Exercise: Everything in the listing below should be repeated verbatim, apart from the pictures.

══════

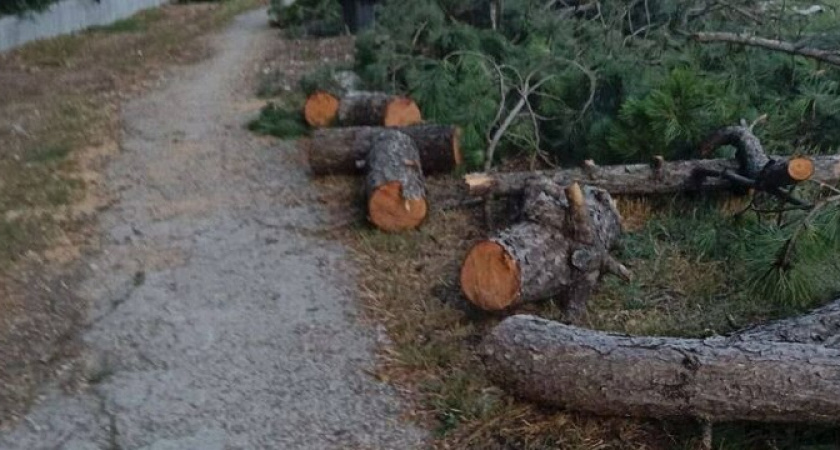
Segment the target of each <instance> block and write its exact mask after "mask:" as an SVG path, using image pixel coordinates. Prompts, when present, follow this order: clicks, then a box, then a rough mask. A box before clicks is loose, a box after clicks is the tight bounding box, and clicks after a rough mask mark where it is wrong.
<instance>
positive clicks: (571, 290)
mask: <svg viewBox="0 0 840 450" xmlns="http://www.w3.org/2000/svg"><path fill="white" fill-rule="evenodd" d="M523 214H524V220H523V221H521V222H519V223H517V224H514V225H513V226H511V227H510V228H508V229H506V230H503V231H501V232H499V233H498V234H497V235H496V236H495V237H493V238H490V239H487V240H484V241H480V242H478V243H477V244H476V245H475V246H473V247H472V249H470V251H469V253H468V254H467V257H466V259H465V260H464V263H463V265H462V266H461V290H462V291H463V293H464V295H465V296H466V297H467V299H468V300H469V301H470V302H471V303H473V304H474V305H476V306H478V307H479V308H482V309H484V310H488V311H499V310H503V309H507V308H510V307H513V306H516V305H518V304H520V303H523V302H530V301H538V300H543V299H547V298H550V297H554V296H558V297H561V298H564V299H565V300H566V307H567V310H568V312H569V313H570V315H571V316H572V317H575V318H576V317H580V316H581V315H582V314H583V313H584V312H585V304H586V300H587V298H588V297H589V294H590V292H591V291H592V289H593V288H594V286H595V283H596V282H597V280H598V278H599V277H600V275H601V273H605V272H614V271H620V272H622V273H621V275H622V276H626V272H625V271H626V269H624V268H623V266H621V265H620V264H617V263H616V262H615V261H614V260H613V259H612V257H611V256H610V254H609V250H610V248H612V247H613V245H614V243H615V242H616V240H617V239H618V236H619V234H620V233H621V217H620V216H619V214H618V211H617V210H616V208H615V204H614V203H613V201H612V198H611V197H610V195H609V194H608V193H607V192H606V191H604V190H601V189H597V188H593V187H585V188H583V189H581V188H580V186H579V185H577V184H572V185H570V186H566V187H563V186H560V185H557V184H555V183H553V182H552V181H551V180H548V179H540V180H535V181H532V182H531V183H529V185H528V191H527V193H526V195H525V202H524V206H523ZM619 267H620V268H621V269H623V271H621V270H617V269H618V268H619Z"/></svg>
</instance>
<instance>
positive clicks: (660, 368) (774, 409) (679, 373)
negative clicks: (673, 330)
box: [483, 316, 840, 424]
mask: <svg viewBox="0 0 840 450" xmlns="http://www.w3.org/2000/svg"><path fill="white" fill-rule="evenodd" d="M483 353H484V356H485V364H486V365H487V369H488V373H489V375H490V377H491V378H492V379H493V380H495V382H497V383H499V384H500V385H502V386H505V387H507V388H508V389H510V390H511V391H513V392H514V393H515V394H517V395H518V396H521V397H524V398H526V399H529V400H532V401H535V402H539V403H542V404H547V405H551V406H555V407H560V408H566V409H570V410H576V411H585V412H589V413H593V414H599V415H615V416H636V417H655V418H662V419H678V418H689V417H693V418H699V419H703V420H711V421H720V422H723V421H737V420H747V421H762V422H808V423H816V422H820V423H832V424H836V423H840V395H838V393H840V350H835V349H829V348H826V347H822V346H817V345H800V344H788V343H779V342H772V343H764V342H758V341H748V342H729V341H724V340H720V339H706V340H700V339H677V338H661V337H631V336H625V335H618V334H609V333H602V332H598V331H592V330H586V329H582V328H576V327H573V326H568V325H563V324H561V323H558V322H552V321H548V320H544V319H540V318H536V317H533V316H514V317H510V318H508V319H506V320H504V321H503V322H502V323H501V324H500V325H498V326H497V327H496V328H495V329H494V330H493V331H492V333H491V334H490V335H489V336H488V337H487V338H486V339H485V341H484V345H483Z"/></svg>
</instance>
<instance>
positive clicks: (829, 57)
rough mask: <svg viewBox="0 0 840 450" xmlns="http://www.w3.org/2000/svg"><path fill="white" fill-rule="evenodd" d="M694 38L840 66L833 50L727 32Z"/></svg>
mask: <svg viewBox="0 0 840 450" xmlns="http://www.w3.org/2000/svg"><path fill="white" fill-rule="evenodd" d="M692 38H693V39H694V40H695V41H697V42H702V43H713V42H726V43H731V44H740V45H747V46H750V47H759V48H764V49H767V50H773V51H777V52H782V53H787V54H790V55H798V56H804V57H807V58H812V59H816V60H818V61H822V62H826V63H829V64H832V65H835V66H840V55H838V54H837V52H836V51H833V50H821V49H818V48H812V47H799V46H797V45H795V44H792V43H790V42H785V41H779V40H776V39H767V38H761V37H756V36H750V35H748V34H745V33H742V34H736V33H727V32H698V33H694V34H693V35H692Z"/></svg>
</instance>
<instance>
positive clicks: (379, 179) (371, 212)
mask: <svg viewBox="0 0 840 450" xmlns="http://www.w3.org/2000/svg"><path fill="white" fill-rule="evenodd" d="M366 161H367V162H366V166H367V171H368V173H367V178H366V182H365V187H366V193H367V209H368V219H369V220H370V222H371V223H372V224H373V225H375V226H376V227H377V228H379V229H380V230H382V231H387V232H400V231H406V230H411V229H414V228H417V227H418V226H420V224H421V223H422V222H423V220H424V219H425V218H426V213H427V210H428V205H427V203H426V185H425V181H424V178H423V170H422V168H421V163H420V154H419V152H418V151H417V146H416V145H415V144H414V141H413V140H412V139H411V138H410V137H409V136H408V135H407V134H405V133H402V132H400V131H396V130H383V131H379V132H378V133H376V134H375V135H374V136H373V137H372V139H371V148H370V152H369V153H368V155H367V160H366Z"/></svg>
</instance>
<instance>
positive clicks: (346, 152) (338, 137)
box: [309, 125, 463, 175]
mask: <svg viewBox="0 0 840 450" xmlns="http://www.w3.org/2000/svg"><path fill="white" fill-rule="evenodd" d="M396 129H397V130H399V131H401V132H403V133H405V134H407V135H408V136H409V137H411V138H412V140H414V144H415V145H416V146H417V150H418V151H419V153H420V162H421V164H422V166H423V172H424V173H425V174H426V175H430V174H433V173H449V172H452V171H453V170H455V169H456V168H457V167H458V166H459V165H460V164H461V162H462V160H463V159H462V157H461V152H460V147H459V134H460V133H459V131H458V128H457V127H453V126H449V125H411V126H407V127H398V128H396ZM382 130H383V128H381V127H346V128H328V129H322V130H316V131H315V132H314V133H313V134H312V138H311V139H310V142H309V166H310V168H311V170H312V173H313V174H315V175H353V174H357V173H360V172H363V170H364V166H365V160H366V158H367V155H368V152H369V151H370V148H371V141H372V138H373V136H374V135H376V134H377V133H379V132H381V131H382Z"/></svg>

══════

Solution:
Segment the target of each <instance> block and write its exact mask after "mask:" as an SVG path, using image pixel coordinates. Prompts, when present, follow this order: clicks, then a box, then a rough mask. A box before clicks is loose, a box after clicks is the tight bounding box, and clicks after a rough mask mark where it is wrong.
<instance>
positive clicks: (571, 290)
mask: <svg viewBox="0 0 840 450" xmlns="http://www.w3.org/2000/svg"><path fill="white" fill-rule="evenodd" d="M523 214H524V220H523V221H521V222H519V223H517V224H514V225H513V226H511V227H510V228H508V229H506V230H503V231H501V232H499V233H498V234H497V235H496V236H495V237H493V238H490V239H487V240H484V241H480V242H478V243H477V244H476V245H475V246H473V247H472V249H470V251H469V253H468V254H467V257H466V259H465V260H464V263H463V265H462V266H461V290H462V291H463V293H464V295H465V296H466V297H467V299H468V300H469V301H470V302H471V303H473V304H474V305H476V306H478V307H479V308H482V309H484V310H488V311H499V310H503V309H507V308H510V307H513V306H516V305H518V304H520V303H523V302H530V301H538V300H543V299H547V298H550V297H554V296H558V297H561V298H564V299H565V300H566V307H567V310H568V312H569V313H570V315H571V316H572V317H575V318H576V317H580V316H581V315H582V314H583V313H584V312H585V304H586V300H587V298H588V297H589V294H590V292H591V291H592V289H593V288H594V286H595V283H596V282H597V280H598V278H599V277H600V275H601V273H605V272H614V271H620V272H622V273H621V275H622V276H626V272H625V271H626V269H624V268H623V266H621V265H620V264H617V263H616V262H615V261H614V260H613V259H612V257H611V256H610V254H609V250H610V248H612V247H613V245H614V243H615V242H616V240H617V239H618V236H619V234H620V233H621V217H620V216H619V214H618V211H617V210H616V208H615V204H614V203H613V201H612V198H611V197H610V195H609V194H608V193H607V192H606V191H604V190H601V189H597V188H593V187H585V188H583V189H581V188H580V186H579V185H577V184H572V185H570V186H566V187H563V186H560V185H557V184H555V183H553V182H552V181H551V180H548V179H540V180H535V181H532V182H531V183H529V185H528V191H527V193H526V195H525V202H524V206H523ZM619 267H620V268H621V269H623V271H621V270H617V269H618V268H619Z"/></svg>
</instance>
<instance>
positive clicks: (660, 368) (774, 409) (679, 373)
negative clicks: (673, 330)
box: [483, 316, 840, 424]
mask: <svg viewBox="0 0 840 450" xmlns="http://www.w3.org/2000/svg"><path fill="white" fill-rule="evenodd" d="M483 353H484V356H485V364H486V365H487V369H488V373H489V375H490V377H491V378H492V379H493V380H495V382H497V383H499V384H500V385H502V386H505V387H507V388H508V389H510V390H511V391H513V392H514V393H515V394H517V395H518V396H521V397H524V398H526V399H529V400H532V401H535V402H539V403H542V404H547V405H551V406H555V407H560V408H566V409H570V410H576V411H585V412H589V413H593V414H599V415H615V416H636V417H655V418H662V419H678V418H689V417H693V418H699V419H703V420H711V421H720V422H723V421H737V420H747V421H762V422H808V423H816V422H820V423H832V424H836V423H840V395H838V393H840V350H835V349H829V348H826V347H822V346H817V345H800V344H788V343H779V342H772V343H764V342H758V341H748V342H729V341H724V340H720V339H706V340H700V339H677V338H661V337H631V336H625V335H618V334H609V333H602V332H598V331H592V330H586V329H582V328H576V327H573V326H568V325H563V324H561V323H558V322H552V321H548V320H544V319H540V318H536V317H533V316H514V317H510V318H508V319H506V320H504V321H503V322H502V323H501V324H500V325H498V326H497V327H496V328H495V329H494V330H493V331H492V333H491V334H490V335H489V336H488V337H487V338H486V339H485V341H484V345H483Z"/></svg>
</instance>
<instance>
positive clicks: (829, 57)
rough mask: <svg viewBox="0 0 840 450" xmlns="http://www.w3.org/2000/svg"><path fill="white" fill-rule="evenodd" d="M694 38L840 66L833 50L727 32Z"/></svg>
mask: <svg viewBox="0 0 840 450" xmlns="http://www.w3.org/2000/svg"><path fill="white" fill-rule="evenodd" d="M692 38H693V39H694V40H695V41H697V42H702V43H713V42H726V43H731V44H740V45H747V46H750V47H759V48H764V49H767V50H773V51H777V52H782V53H787V54H790V55H798V56H804V57H807V58H812V59H816V60H818V61H822V62H826V63H829V64H832V65H835V66H840V55H838V54H837V52H836V51H833V50H821V49H818V48H812V47H799V46H797V45H795V44H792V43H790V42H785V41H779V40H776V39H767V38H761V37H756V36H750V35H748V34H745V33H742V34H736V33H727V32H698V33H694V34H693V35H692Z"/></svg>
</instance>
<instance>
positive clicks: (379, 179) (371, 212)
mask: <svg viewBox="0 0 840 450" xmlns="http://www.w3.org/2000/svg"><path fill="white" fill-rule="evenodd" d="M366 161H367V162H366V166H367V171H368V173H367V178H366V182H365V187H366V193H367V209H368V219H369V220H370V222H371V223H372V224H373V225H375V226H376V227H377V228H379V229H380V230H382V231H387V232H400V231H406V230H411V229H414V228H417V227H418V226H420V224H421V223H422V222H423V220H424V219H425V218H426V213H427V210H428V205H427V203H426V185H425V181H424V178H423V170H422V168H421V163H420V154H419V152H418V151H417V146H416V145H415V144H414V141H413V140H412V139H411V138H410V137H409V136H408V135H407V134H405V133H402V132H400V131H396V130H383V131H379V132H378V133H376V134H375V135H374V136H373V137H372V139H371V148H370V152H369V153H368V155H367V160H366Z"/></svg>
</instance>
<instance>
positive clicks: (346, 152) (338, 137)
box: [309, 125, 463, 175]
mask: <svg viewBox="0 0 840 450" xmlns="http://www.w3.org/2000/svg"><path fill="white" fill-rule="evenodd" d="M396 129H397V130H399V131H401V132H403V133H405V134H407V135H408V136H409V137H411V138H412V140H414V144H415V145H416V146H417V150H418V151H419V153H420V162H421V164H422V166H423V172H424V173H425V174H426V175H430V174H433V173H449V172H452V171H453V170H455V169H456V168H457V167H458V166H459V165H460V164H461V162H462V160H463V159H462V157H461V152H460V147H459V134H460V133H459V131H458V128H457V127H453V126H449V125H411V126H407V127H398V128H396ZM382 130H383V128H381V127H346V128H328V129H322V130H316V131H315V132H314V133H313V134H312V138H311V139H310V142H309V166H310V168H311V170H312V173H313V174H315V175H353V174H357V173H360V172H363V170H364V166H365V160H366V158H367V155H368V152H369V151H370V148H371V141H372V138H373V136H374V135H376V134H377V133H379V132H381V131H382Z"/></svg>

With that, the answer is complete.